▶ **What is needed**
Return exactly the span of lines in the following data that opens with the line containing "Target: woman's forearm" and closes with the line containing "Target: craft paper sheet". Include nothing else.
++++ Source material
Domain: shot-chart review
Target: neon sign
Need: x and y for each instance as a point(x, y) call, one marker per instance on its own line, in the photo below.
++++++++
++++ Source material
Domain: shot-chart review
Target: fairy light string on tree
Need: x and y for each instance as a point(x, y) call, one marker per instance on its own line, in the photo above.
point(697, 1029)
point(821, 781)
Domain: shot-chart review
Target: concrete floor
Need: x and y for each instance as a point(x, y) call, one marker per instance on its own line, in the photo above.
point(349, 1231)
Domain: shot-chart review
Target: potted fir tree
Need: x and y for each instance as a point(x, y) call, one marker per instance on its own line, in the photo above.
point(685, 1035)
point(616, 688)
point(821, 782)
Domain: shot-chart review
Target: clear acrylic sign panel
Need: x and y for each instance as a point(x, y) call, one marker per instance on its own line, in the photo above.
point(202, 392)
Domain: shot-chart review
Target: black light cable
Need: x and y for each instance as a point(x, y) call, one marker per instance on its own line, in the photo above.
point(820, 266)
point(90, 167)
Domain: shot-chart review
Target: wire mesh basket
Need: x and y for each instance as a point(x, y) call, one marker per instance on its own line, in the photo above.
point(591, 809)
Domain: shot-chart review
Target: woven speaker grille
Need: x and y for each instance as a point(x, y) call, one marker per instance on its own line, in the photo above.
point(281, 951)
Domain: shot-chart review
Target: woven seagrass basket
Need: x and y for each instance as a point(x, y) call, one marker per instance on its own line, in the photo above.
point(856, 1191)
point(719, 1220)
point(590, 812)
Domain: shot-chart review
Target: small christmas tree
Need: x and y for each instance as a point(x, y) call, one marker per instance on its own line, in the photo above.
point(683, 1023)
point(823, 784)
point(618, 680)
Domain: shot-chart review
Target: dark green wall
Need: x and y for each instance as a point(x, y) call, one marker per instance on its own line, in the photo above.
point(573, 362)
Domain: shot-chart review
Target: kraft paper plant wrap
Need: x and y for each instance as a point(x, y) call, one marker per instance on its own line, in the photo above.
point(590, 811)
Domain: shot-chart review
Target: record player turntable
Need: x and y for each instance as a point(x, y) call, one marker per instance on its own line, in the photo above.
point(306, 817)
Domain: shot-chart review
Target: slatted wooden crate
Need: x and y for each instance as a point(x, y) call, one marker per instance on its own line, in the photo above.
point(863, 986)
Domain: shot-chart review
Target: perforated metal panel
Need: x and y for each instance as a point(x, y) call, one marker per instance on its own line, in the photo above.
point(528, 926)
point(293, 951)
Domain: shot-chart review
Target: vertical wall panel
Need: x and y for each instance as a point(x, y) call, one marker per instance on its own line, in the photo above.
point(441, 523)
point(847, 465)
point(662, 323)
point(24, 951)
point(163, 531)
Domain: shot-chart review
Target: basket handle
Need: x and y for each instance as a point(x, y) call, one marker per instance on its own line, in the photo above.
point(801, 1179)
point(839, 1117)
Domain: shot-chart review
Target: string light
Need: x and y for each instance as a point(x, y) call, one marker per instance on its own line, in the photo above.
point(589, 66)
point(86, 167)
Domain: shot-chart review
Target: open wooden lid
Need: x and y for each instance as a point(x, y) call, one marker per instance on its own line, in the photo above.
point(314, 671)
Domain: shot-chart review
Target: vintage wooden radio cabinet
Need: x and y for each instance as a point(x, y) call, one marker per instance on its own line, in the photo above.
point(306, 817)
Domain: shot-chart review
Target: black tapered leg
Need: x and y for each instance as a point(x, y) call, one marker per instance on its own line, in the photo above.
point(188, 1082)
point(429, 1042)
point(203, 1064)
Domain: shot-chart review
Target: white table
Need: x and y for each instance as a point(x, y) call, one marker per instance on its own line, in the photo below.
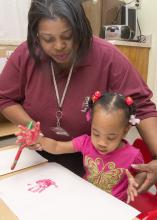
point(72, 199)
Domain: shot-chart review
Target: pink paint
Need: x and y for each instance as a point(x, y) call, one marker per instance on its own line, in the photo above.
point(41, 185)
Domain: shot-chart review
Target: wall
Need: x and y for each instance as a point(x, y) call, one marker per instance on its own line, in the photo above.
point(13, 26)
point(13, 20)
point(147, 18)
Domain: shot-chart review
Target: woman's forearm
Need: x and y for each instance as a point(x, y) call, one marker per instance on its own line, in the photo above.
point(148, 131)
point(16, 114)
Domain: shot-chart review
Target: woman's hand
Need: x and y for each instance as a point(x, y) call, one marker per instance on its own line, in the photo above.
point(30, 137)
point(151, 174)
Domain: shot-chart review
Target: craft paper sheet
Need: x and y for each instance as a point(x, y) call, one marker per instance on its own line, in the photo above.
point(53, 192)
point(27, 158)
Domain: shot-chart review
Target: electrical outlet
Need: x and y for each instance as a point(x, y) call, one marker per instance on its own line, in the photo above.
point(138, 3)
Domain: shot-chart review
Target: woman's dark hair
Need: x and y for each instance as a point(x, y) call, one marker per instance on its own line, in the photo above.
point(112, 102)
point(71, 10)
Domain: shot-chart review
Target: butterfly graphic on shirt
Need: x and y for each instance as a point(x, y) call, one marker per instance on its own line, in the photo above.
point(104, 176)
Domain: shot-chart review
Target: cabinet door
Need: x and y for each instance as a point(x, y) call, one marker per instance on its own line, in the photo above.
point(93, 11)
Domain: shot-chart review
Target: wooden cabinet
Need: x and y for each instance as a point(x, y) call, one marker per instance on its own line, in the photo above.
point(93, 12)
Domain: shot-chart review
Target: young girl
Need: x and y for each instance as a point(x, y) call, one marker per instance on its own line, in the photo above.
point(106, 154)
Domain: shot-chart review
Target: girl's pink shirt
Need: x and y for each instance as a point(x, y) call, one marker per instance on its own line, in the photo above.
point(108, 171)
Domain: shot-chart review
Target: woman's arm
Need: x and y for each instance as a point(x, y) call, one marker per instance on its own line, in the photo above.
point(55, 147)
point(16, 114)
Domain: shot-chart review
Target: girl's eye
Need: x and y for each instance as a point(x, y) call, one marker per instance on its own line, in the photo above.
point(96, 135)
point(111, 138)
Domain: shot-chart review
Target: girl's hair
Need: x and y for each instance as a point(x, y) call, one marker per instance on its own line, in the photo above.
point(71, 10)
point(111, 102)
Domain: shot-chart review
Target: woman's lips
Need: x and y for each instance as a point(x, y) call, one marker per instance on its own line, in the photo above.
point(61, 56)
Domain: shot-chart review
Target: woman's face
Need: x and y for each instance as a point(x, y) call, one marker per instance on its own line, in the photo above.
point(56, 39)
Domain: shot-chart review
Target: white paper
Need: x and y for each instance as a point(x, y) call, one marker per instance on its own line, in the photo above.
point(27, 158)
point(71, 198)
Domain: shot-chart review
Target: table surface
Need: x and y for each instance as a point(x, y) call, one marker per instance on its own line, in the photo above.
++++++++
▶ **Answer for this exercise**
Target: woman's forearm
Need: x and y for each instance as a point(x, y) call, one marker per instance on its own line, in the photo above.
point(148, 131)
point(16, 114)
Domain: shot-chart review
Target: woman's hand
Need: x and y for each instance as a point(x, y) call, one marker per instance on its own line, in the photo above.
point(30, 137)
point(151, 174)
Domain: shot-chart review
Target: craft paper sheet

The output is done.